Top of AVAILABLE DATA
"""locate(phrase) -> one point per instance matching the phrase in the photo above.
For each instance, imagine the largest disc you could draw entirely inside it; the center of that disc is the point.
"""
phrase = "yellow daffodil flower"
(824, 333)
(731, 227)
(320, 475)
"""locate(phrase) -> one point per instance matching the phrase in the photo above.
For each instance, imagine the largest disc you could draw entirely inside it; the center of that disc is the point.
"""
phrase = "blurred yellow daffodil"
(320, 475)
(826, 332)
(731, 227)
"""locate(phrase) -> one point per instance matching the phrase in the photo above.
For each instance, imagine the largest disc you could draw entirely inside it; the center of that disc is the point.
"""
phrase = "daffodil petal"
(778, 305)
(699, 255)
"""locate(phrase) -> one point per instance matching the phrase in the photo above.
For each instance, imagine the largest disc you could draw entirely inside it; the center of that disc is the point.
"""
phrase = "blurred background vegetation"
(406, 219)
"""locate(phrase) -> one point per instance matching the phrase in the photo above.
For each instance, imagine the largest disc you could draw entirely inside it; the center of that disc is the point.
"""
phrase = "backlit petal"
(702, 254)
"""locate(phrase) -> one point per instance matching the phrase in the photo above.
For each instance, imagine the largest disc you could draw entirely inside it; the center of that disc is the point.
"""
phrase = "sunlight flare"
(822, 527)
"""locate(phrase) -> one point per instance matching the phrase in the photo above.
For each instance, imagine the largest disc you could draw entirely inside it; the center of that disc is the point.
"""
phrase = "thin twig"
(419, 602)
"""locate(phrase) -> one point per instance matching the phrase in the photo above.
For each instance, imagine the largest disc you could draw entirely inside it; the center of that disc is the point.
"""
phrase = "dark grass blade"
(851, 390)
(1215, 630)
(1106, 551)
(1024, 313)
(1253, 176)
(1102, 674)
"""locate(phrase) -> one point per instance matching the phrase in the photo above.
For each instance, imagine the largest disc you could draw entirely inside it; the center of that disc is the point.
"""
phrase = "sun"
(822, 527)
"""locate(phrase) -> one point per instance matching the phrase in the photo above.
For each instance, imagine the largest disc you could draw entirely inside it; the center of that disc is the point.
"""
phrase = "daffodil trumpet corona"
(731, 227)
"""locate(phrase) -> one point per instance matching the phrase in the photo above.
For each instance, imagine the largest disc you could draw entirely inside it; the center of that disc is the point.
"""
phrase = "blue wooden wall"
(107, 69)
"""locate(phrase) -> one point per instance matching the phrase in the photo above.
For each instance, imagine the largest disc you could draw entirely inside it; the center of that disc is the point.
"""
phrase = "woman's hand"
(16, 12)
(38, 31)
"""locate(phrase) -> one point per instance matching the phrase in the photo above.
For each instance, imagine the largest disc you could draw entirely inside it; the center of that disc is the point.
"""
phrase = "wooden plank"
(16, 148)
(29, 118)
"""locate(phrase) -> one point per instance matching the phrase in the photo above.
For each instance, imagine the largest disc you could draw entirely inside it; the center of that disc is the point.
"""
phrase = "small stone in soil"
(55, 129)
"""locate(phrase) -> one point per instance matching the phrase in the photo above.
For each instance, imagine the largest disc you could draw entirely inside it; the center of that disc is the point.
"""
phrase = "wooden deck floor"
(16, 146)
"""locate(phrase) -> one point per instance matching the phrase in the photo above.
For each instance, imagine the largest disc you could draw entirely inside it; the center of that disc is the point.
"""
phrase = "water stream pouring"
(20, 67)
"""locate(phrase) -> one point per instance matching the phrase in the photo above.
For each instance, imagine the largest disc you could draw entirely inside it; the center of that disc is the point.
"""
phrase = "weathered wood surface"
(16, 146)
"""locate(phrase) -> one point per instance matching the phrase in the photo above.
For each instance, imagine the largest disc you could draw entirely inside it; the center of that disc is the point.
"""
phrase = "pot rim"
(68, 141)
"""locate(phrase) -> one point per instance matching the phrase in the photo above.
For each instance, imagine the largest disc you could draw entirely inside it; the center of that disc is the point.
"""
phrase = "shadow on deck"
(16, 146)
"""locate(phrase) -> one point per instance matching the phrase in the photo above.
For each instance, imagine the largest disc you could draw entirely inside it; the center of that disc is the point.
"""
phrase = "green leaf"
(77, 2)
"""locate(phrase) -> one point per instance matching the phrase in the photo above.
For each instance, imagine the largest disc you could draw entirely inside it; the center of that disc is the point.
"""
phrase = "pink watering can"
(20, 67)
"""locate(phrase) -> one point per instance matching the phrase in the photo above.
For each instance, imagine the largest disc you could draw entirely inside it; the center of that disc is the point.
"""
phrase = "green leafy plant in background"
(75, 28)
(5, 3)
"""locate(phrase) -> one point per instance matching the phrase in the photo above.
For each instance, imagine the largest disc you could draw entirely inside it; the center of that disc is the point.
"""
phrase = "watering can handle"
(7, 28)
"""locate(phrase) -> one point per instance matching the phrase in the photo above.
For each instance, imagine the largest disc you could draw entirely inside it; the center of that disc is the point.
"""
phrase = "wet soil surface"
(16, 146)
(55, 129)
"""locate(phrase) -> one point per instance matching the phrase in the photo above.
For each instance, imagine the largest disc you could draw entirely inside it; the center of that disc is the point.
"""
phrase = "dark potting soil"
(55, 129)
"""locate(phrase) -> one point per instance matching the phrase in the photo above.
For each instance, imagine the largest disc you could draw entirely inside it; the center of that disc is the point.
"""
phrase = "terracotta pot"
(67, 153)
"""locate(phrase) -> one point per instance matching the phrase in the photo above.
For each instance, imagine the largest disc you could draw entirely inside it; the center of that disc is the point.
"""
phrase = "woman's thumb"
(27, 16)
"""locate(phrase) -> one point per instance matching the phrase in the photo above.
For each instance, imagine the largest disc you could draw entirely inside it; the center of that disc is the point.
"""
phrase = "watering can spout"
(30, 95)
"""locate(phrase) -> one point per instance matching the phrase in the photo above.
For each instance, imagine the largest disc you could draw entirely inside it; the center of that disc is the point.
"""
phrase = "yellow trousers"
Bottom of AVAILABLE DATA
Each record must be output exactly, with none omitted.

_ANSWER BELOW_.
"""locate(phrase) -> one point per instance matching the phrase in the photo above.
For each instance, imagine the largest disc you could draw entirely inside it; the center of that disc is the point.
"""
phrase = "yellow daffodil flower"
(824, 333)
(731, 227)
(320, 475)
"""locate(phrase) -> one point per instance matching the phrase in the photo above.
For each instance, imagine the largest disc you could draw entirely inside it; the center of that disc is the point.
"""
phrase = "blurred yellow daffodil"
(320, 475)
(826, 332)
(731, 227)
"""locate(phrase) -> one point per instance matching the phrase in the photo above.
For each instance, imagine the largest disc you could draw entirely inside it; the center of that disc is the point.
"""
phrase = "daffodil petal"
(778, 305)
(699, 255)
"""locate(phrase) -> one point per instance matching the phrase in the photo above.
For each instance, imagine the largest disc you could draw entirely inside it; the center of that disc is the point.
"""
phrase = "blurred background vegetation"
(406, 219)
"""locate(phrase) -> one point per instance matching the phrase in the photo above.
For each instance, imagine the largest disc you could draw entirely inside it; the center of that disc is the point.
"""
phrase = "backlit petal"
(702, 254)
"""locate(phrase) -> one point per instance matching the phrase in the photo above.
For each instance, imagine the largest disc you could draw entirely inside it; the center of that disc is the point.
"""
phrase = "sunlight flare"
(822, 527)
"""locate(phrase) -> one point per instance matching the phrase in the photo above.
For each instance, imagine the largest disc you could draw entirely inside it; the center of that disc is the point.
"""
phrase = "thin twig"
(419, 602)
"""locate(phrase) -> one point per instance matching the phrase in the photo above.
For each instance, imagine the largest disc you could draw entirely inside it; the center of that disc is the point.
"""
phrase = "dark grass blade"
(851, 390)
(1215, 630)
(1106, 551)
(1024, 313)
(1253, 176)
(1102, 674)
"""locate(phrase) -> one point per instance matching the phrase in the photo above.
For each instance, imagine the largest disc you could draw entirely inside it; the center of that disc is the point.
"""
phrase = "sun"
(822, 527)
"""locate(phrase) -> one point per instance matching the phrase in the photo above.
For each instance, imagine the largest disc you could draw entirely inside it; the center of that disc is the point.
"""
phrase = "daffodil trumpet corona"
(731, 227)
"""locate(phrase) -> one point per instance matching the phrase in the photo above.
For each instance, imagine the largest disc you could draw entirely inside it; the center of that disc is the point.
"""
phrase = "blue wooden wall"
(107, 69)
"""locate(phrase) -> one point per instance matching the phrase in the photo above.
For each instance, imagine the largest disc you could draw entirely inside it; the center of that disc is the point.
"""
phrase = "woman's hand"
(16, 12)
(38, 31)
"""locate(phrase) -> one point per instance matching the phrase in the photo above.
For each instance, imagine the largest disc you could draw entirely inside it; the center of that disc is the point.
"""
phrase = "wooden plank"
(16, 148)
(29, 118)
"""locate(phrase) -> one point per instance matching the phrase in the photo above.
For each instance, imagine the largest disc you could draw entirely inside it; the center of that disc is the point.
"""
phrase = "small stone in soil"
(55, 129)
"""locate(phrase) -> one point per instance matching the phrase in the photo above.
For each instance, imagine the largest disc you could draw entirely inside it; the center of that disc is the point.
"""
phrase = "wooden deck floor"
(16, 146)
"""locate(phrase) -> one point per instance matching the phrase in the photo above.
For each instance, imagine the largest disc you could draw entirely inside it; the center of that disc is the point.
"""
phrase = "water stream pouring"
(20, 67)
"""locate(phrase) -> one point per instance matching the phrase in the photo above.
For each instance, imagine the largest disc you could draw entirely inside it; the center of that disc is the point.
"""
phrase = "weathered wood surface"
(16, 146)
"""locate(phrase) -> one point per instance matching the phrase in the photo above.
For each instance, imagine the largest disc you could draw entirely inside it; the center of that disc is the point.
"""
phrase = "pot rim"
(68, 141)
"""locate(phrase) -> one point per instance matching the phrase in the photo above.
For each instance, imagine the largest disc you could draw entirely inside it; the center of that disc is the point.
"""
phrase = "shadow on deck"
(16, 146)
"""locate(phrase) -> one point per instance matching the phrase in the photo above.
For each instance, imagine the largest disc you could draw entirely inside it; the center of that disc is the point.
"""
phrase = "green leaf"
(77, 2)
"""locate(phrase) -> one point per instance matching the phrase in the photo above.
For each instance, imagine the largest disc you could draw entirely inside it; the center of that disc is the point.
"""
phrase = "pink watering can"
(20, 67)
"""locate(phrase) -> one point per instance matching the phrase in the photo above.
For each instance, imagine the largest disc you could draw entirely inside it; the center of that disc is the point.
"""
phrase = "green leafy plant in background"
(75, 28)
(5, 3)
"""locate(phrase) -> one point per instance matching the phrase in the photo above.
For each instance, imagine the largest disc you could draw entirely inside it; the center of that disc is the point.
"""
phrase = "watering can handle"
(7, 28)
"""locate(phrase) -> one point per instance matching the phrase in the photo above.
For each instance, imagine the largest disc you could draw entirely inside it; the center of that disc is the point.
"""
phrase = "wet soil surface"
(16, 146)
(55, 129)
"""locate(phrase) -> one point per instance matching the phrase in the photo above.
For each instance, imagine the largest disc you could draw entirely inside it; the center of that disc is the point.
"""
phrase = "dark potting soil"
(55, 129)
"""locate(phrase) -> one point per instance matching the phrase in the photo above.
For each instance, imagine the largest disc you could draw entirely inside it; the center of that disc is the point.
"""
phrase = "terracotta pot"
(67, 153)
"""locate(phrase) -> one point per instance matching the phrase in the photo above.
For each instance, imagine the largest disc you could draw entirely inside it; the center of that disc is the point.
"""
phrase = "woman's thumb"
(27, 16)
"""locate(phrase) -> one point per instance matching the phrase in the photo above.
For each instance, imagine the largest disc you could draw entirely inside it; the center of that disc is the point.
"""
phrase = "watering can spout"
(30, 95)
"""locate(phrase) -> one point per instance matching the phrase in the photo above.
For each instance, imagine the largest disc you could draw entirely inside it; the center of that disc is the point.
"""
phrase = "yellow trousers"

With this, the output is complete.